=== Section Start ===

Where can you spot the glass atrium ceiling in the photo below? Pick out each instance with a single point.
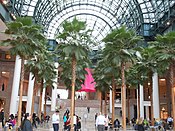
(101, 15)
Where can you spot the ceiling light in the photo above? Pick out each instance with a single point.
(5, 2)
(3, 72)
(162, 79)
(168, 23)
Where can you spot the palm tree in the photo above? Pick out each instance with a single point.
(25, 41)
(118, 50)
(41, 67)
(106, 75)
(166, 54)
(149, 65)
(134, 78)
(74, 44)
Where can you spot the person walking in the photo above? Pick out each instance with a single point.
(88, 109)
(100, 122)
(56, 120)
(26, 124)
(2, 117)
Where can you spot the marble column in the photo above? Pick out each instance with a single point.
(54, 91)
(43, 100)
(156, 107)
(15, 86)
(141, 102)
(110, 101)
(30, 93)
(147, 112)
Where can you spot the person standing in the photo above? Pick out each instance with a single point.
(100, 122)
(88, 109)
(2, 117)
(106, 122)
(56, 120)
(26, 124)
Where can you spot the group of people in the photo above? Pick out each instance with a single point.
(66, 120)
(161, 124)
(102, 122)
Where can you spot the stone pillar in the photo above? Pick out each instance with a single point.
(147, 112)
(110, 101)
(30, 93)
(156, 107)
(141, 102)
(15, 86)
(138, 108)
(43, 99)
(54, 91)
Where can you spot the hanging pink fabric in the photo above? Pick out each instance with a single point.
(89, 84)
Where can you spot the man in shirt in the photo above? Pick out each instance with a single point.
(100, 122)
(56, 120)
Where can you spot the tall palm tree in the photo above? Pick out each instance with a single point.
(166, 54)
(25, 41)
(119, 44)
(134, 78)
(43, 63)
(74, 44)
(105, 76)
(149, 65)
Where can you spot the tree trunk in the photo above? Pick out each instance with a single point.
(123, 97)
(40, 99)
(105, 106)
(113, 100)
(138, 103)
(21, 93)
(45, 101)
(34, 94)
(151, 99)
(168, 92)
(101, 103)
(128, 103)
(172, 91)
(74, 62)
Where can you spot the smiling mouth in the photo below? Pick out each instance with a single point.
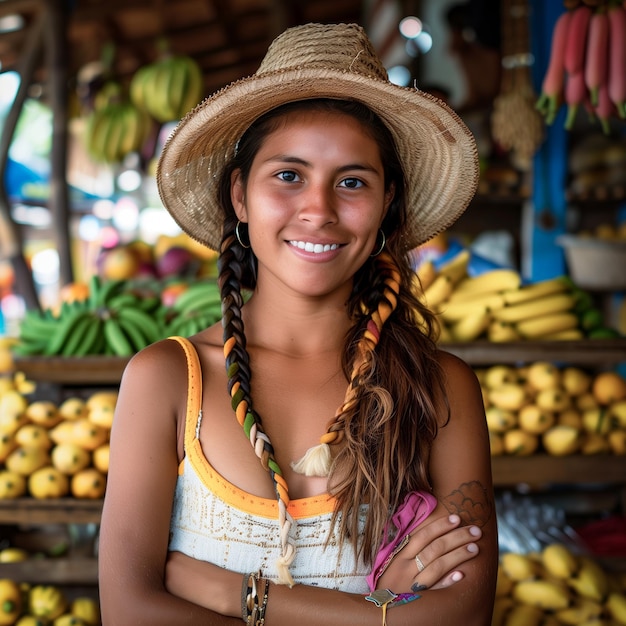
(317, 248)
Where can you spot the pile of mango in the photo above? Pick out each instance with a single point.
(50, 450)
(541, 407)
(22, 604)
(556, 587)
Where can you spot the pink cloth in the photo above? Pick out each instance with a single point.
(417, 506)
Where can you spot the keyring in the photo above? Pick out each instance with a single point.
(420, 566)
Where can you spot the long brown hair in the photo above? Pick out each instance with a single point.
(387, 433)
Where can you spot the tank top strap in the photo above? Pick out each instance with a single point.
(193, 417)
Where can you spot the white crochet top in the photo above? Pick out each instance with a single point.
(215, 521)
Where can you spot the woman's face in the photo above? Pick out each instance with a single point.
(314, 201)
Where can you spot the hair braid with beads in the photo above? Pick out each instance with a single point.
(231, 268)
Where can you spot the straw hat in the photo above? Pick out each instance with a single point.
(437, 151)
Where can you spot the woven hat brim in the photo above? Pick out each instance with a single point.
(437, 150)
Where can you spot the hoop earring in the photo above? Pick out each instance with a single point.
(382, 243)
(241, 243)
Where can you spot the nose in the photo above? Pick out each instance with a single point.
(318, 205)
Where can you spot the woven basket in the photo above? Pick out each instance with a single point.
(595, 263)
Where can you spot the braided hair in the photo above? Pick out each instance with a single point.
(392, 374)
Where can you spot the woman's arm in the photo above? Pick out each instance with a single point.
(461, 473)
(142, 475)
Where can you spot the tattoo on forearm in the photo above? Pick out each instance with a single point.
(471, 502)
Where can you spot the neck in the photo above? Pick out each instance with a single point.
(296, 327)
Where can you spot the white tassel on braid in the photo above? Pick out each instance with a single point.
(317, 460)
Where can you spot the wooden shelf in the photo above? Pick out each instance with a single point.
(89, 370)
(584, 352)
(53, 511)
(539, 469)
(61, 571)
(507, 471)
(107, 370)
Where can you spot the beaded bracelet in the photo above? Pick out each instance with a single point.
(384, 598)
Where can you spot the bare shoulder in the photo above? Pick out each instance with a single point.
(460, 381)
(159, 362)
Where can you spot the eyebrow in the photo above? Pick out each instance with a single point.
(284, 158)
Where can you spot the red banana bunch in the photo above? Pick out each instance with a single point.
(587, 64)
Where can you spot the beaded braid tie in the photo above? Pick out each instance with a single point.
(317, 460)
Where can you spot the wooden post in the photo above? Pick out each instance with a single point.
(57, 63)
(11, 241)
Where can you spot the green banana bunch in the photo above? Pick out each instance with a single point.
(168, 88)
(35, 331)
(115, 130)
(113, 320)
(195, 309)
(128, 321)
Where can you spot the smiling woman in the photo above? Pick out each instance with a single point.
(341, 496)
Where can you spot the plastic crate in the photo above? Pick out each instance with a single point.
(594, 263)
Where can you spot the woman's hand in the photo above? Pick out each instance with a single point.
(431, 558)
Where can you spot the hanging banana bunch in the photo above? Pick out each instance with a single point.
(115, 127)
(168, 88)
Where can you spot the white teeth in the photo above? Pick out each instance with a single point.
(314, 247)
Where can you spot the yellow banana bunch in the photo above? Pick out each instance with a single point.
(557, 587)
(590, 581)
(544, 594)
(616, 607)
(518, 567)
(559, 561)
(168, 88)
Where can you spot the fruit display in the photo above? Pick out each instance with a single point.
(118, 318)
(497, 306)
(168, 88)
(53, 451)
(22, 604)
(543, 408)
(587, 63)
(557, 586)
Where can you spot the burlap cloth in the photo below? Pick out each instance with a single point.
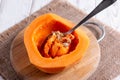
(109, 66)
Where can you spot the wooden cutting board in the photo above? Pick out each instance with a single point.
(109, 66)
(80, 71)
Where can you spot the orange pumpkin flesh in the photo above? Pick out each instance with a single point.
(36, 33)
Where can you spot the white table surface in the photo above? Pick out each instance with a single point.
(13, 11)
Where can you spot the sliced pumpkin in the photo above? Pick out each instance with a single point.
(36, 34)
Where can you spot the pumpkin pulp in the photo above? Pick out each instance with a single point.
(37, 32)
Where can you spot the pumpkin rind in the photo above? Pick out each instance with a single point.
(37, 32)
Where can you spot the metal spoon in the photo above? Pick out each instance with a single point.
(104, 4)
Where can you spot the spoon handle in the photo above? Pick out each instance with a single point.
(104, 4)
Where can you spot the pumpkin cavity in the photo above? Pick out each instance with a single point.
(57, 44)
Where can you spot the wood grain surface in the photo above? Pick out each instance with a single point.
(12, 12)
(109, 66)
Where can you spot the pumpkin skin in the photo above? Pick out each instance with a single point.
(36, 33)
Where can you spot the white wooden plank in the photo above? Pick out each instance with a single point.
(37, 4)
(12, 12)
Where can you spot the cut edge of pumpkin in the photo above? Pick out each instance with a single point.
(41, 62)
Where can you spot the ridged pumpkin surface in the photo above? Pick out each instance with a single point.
(36, 33)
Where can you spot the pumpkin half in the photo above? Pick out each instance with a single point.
(36, 33)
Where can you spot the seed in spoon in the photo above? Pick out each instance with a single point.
(57, 44)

=== Section End ===

▸ What the task asks:
If an entry contains an image, skip the image and return the rest of the listing unchanged.

▸ Task output:
Where can you spot the glass atrium ceiling in the photo below? Pick out each instance with a single point.
(101, 15)
Where can you spot the ceiling light in the photo above? Pick out each instance with a single point.
(5, 2)
(3, 72)
(162, 79)
(168, 23)
Where can you spot the palm tree in the photo above? Pick out each instance with a single point.
(25, 41)
(118, 50)
(41, 67)
(106, 75)
(166, 54)
(149, 65)
(134, 78)
(74, 44)
Where can you spot the person walking in the photo above? Pick out each instance with a single point.
(88, 109)
(100, 122)
(56, 120)
(26, 124)
(2, 117)
Where can you spot the marble column in the photo above? Pick out each instance with a single point.
(54, 91)
(43, 100)
(156, 107)
(15, 86)
(141, 102)
(110, 101)
(30, 93)
(147, 112)
Where can you spot the person standing in the photo above? Pick out each instance with a single point.
(100, 122)
(88, 109)
(2, 117)
(106, 122)
(56, 120)
(26, 124)
Where can you spot the group of people in the photo above? Pick out each instance with a single point.
(66, 120)
(161, 124)
(102, 122)
Where can you spot the stone pillar in the photo above? Pick out each instance with a single point.
(147, 112)
(110, 101)
(30, 93)
(156, 107)
(141, 102)
(15, 86)
(138, 108)
(43, 99)
(54, 91)
Where can you spot the hanging pink fabric in the photo above? Pick out each instance with a single point.
(89, 84)
Where can you spot the man in shirt in the photo above? Pick out each instance with a single point.
(100, 122)
(56, 120)
Where can you spot the tall palm tree in the photo above? Pick out each instance with a single point.
(166, 54)
(25, 41)
(119, 44)
(134, 78)
(43, 63)
(74, 44)
(105, 76)
(149, 65)
Where can you spot the tree trunk in the photo above? Pick out each instance with a single point.
(123, 97)
(40, 99)
(105, 106)
(113, 100)
(138, 103)
(21, 93)
(45, 101)
(34, 94)
(151, 99)
(168, 92)
(101, 103)
(128, 103)
(172, 91)
(74, 62)
Where can you spot the smiling mouth in the photo below? Pick out each instance with a single point.
(317, 248)
Where can you spot the pile of mango in the photo above? Pick out each instance with a single point.
(50, 450)
(541, 407)
(22, 604)
(556, 587)
Where can you spot the pink cloth in the photo above? Pick out each instance with a single point.
(417, 506)
Where can you spot the keyring in the photo above? Pick out each instance with a single point.
(420, 566)
Where can you spot the long brown hair in the photo above? Pick out each instance with a single point.
(387, 433)
Where can you spot the tank top strap in the photo above? Pick out each instance with a single point.
(193, 417)
Where can you spot the white crochet top in the photo above? Pick out each instance with a single point.
(215, 521)
Where can you spot the woman's face in the photo above? Pick out each instance with a single point.
(314, 201)
Where can you spot the hair braid with beads in the photo above? Pick out each instance with a single point.
(231, 268)
Where can you spot the straw hat in the photo above? Pick out each instance with a single point.
(437, 151)
Where can you spot the woven hat brim in the photo above? Pick out each instance with a single point.
(437, 150)
Where can you spot the hoop earring in the photo above? Pick out each instance with a single point.
(382, 243)
(241, 243)
Where can you spot the nose in the photo above? Pick out each instance with a single point.
(318, 205)
Where can you spot the woven basket in the photo above? Pick out each instance with a single point.
(595, 263)
Where can you spot the braided hair in the photo above? Pick out each instance with a single point.
(392, 374)
Where can you spot the woman's arm in the photo above? Pick out each instance with a single point.
(461, 473)
(142, 475)
Where can you spot the tattoo on forearm in the photo above? Pick out each instance with a single point.
(471, 502)
Where can you spot the neck in the photo above? Pick out each instance with a single point.
(296, 327)
Where can you spot the white tassel on braid in the photo above? Pick out each instance with a single point.
(317, 460)
Where can you spot the wooden shelf in the photo above? Pick out each instance with a single point.
(89, 370)
(584, 352)
(53, 511)
(539, 469)
(61, 571)
(507, 471)
(107, 370)
Where can you spot the beaded bracelet in the photo above? Pick out each instance with a single point.
(384, 598)
Where can you spot the bare shoulder in the photo above? Pick out each instance with a single point.
(460, 381)
(159, 362)
Where can you spot the eyebrow in the photo above? Pick out each instance with a single point.
(284, 158)
Where can you spot the red banana bunch in the photo above? Pick out each instance with a single point.
(587, 64)
Where can you spot the beaded braid tie in the photo above? Pick out each instance with a single point.
(317, 460)
Where can you spot the wooden post in the photo above? Pick out each instance with a single point.
(57, 63)
(11, 241)
Where can you spot the green banana bunch in the photo above? Pick out each instance with a single point.
(168, 88)
(35, 331)
(115, 130)
(113, 320)
(195, 309)
(128, 321)
Where can you spot the smiling woman in the photo above? Pick out each instance with a single point.
(341, 496)
Where can you spot the plastic crate in the photo above? Pick out each instance with a single point.
(594, 263)
Where can you spot the woman's hand in the photo above? Pick out each instance with a single point.
(431, 558)
Where can you spot the hanging banana bunch in the photo above? Pick out each instance with a single point.
(115, 127)
(168, 88)
Where can you spot the white teeth in the photo above? Pick out each instance with a single point.
(314, 247)
Where can you spot the yellow banana bunch in the photo above? Pick out each instance with a single point.
(557, 587)
(590, 581)
(544, 594)
(616, 607)
(518, 567)
(559, 561)
(168, 88)
Where can you spot the fruit display in the photo above? Pick out each instance with a single point.
(118, 318)
(497, 306)
(168, 88)
(53, 451)
(22, 604)
(543, 408)
(587, 63)
(557, 586)
Where can you spot the burlap cloth in the photo below? Pick out each instance with a single point.
(109, 66)
Where can you spot the wooden cutting board in the photo above? Pick out each instance with a single point.
(109, 66)
(80, 71)
Where can you spot the orange pumpkin flesh in the photo above? Pick out each instance with a single point.
(36, 33)
Where can you spot the white table surface in the photo above? Pick out each instance with a single point.
(13, 11)
Where can you spot the sliced pumpkin in the photo above? Pick out each instance with a single point.
(36, 34)
Where can you spot the pumpkin pulp in the photo above? Pick out each instance with a single point.
(37, 32)
Where can you spot the pumpkin rind in the photo above? Pick out each instance with a single point.
(37, 32)
Where can you spot the metal spoon in the photo above? Pick out each instance with a single point.
(104, 4)
Where can you spot the spoon handle in the photo above? Pick out each instance with a single point.
(104, 4)
Where can you spot the pumpkin cavity in the photo above? Pick out each instance with a single point.
(57, 44)
Where can you spot the wood grain surface in the photo above? Pick out each instance with a single point.
(12, 12)
(109, 66)
Where can you spot the pumpkin skin in the photo above? Pick out each instance with a single point.
(36, 33)
Where can you spot the white wooden plank in the photo above? Pick out each instance with a single point.
(37, 4)
(12, 12)
Where can you spot the cut edge of pumpkin in the photo above? Pick out each instance with a single point.
(41, 62)
Where can you spot the ridged pumpkin surface in the photo above? Pick out each instance with a single point.
(36, 33)
Where can you spot the pumpkin half in the photo above? Pick out each instance with a single point.
(36, 33)
Where can you spot the seed in spoon in the photo above? Pick out each instance with a single point.
(57, 44)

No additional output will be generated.